• [What is required]:
Rewrite everything from the line containing "of the sign" down to the end of the records, with "concrete bench" replaced by "wooden bench" and nothing else changed.
◇ ◇ ◇ ◇ ◇ ◇ ◇
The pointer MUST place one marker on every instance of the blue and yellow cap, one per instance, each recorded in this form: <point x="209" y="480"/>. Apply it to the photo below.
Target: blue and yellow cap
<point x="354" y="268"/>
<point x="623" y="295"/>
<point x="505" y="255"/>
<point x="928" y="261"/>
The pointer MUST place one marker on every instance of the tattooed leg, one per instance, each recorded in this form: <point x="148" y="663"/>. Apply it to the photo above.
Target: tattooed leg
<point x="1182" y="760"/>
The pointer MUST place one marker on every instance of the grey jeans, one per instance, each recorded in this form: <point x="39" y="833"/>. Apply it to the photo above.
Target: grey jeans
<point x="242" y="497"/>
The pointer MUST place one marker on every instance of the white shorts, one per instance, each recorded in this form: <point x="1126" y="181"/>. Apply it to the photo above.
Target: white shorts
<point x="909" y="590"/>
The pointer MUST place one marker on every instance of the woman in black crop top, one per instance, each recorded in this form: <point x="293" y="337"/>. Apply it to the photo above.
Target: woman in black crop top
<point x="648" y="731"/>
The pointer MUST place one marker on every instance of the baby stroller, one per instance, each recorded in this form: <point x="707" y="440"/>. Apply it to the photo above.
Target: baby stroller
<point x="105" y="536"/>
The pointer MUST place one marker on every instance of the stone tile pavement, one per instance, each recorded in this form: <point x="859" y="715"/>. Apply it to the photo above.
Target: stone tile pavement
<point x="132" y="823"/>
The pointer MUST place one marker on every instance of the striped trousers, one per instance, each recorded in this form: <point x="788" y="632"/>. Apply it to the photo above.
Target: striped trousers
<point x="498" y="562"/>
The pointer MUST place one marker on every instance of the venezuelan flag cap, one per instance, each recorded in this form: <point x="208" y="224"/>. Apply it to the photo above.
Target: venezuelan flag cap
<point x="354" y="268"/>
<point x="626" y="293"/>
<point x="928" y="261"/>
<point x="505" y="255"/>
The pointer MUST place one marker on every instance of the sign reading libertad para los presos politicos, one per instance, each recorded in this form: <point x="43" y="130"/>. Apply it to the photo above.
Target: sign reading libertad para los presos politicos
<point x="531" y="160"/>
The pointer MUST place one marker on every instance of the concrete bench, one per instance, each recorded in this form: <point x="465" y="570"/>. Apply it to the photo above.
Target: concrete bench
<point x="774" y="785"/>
◇ ◇ ◇ ◇ ◇ ◇ ◇
• [Answer to the task]:
The pointer MUST place one marker on every instance of the sign reading libertad para los presos politicos, one per instance, each recorded in this form: <point x="43" y="130"/>. Apply it to the photo above.
Target: sign reading libertad para los presos politicos
<point x="531" y="160"/>
The pointer MUST place one marker on every instance of the wooden bench, one per instance, each recorded in this form: <point x="465" y="570"/>. Apply it to the photo above.
Target: wooden bench
<point x="774" y="785"/>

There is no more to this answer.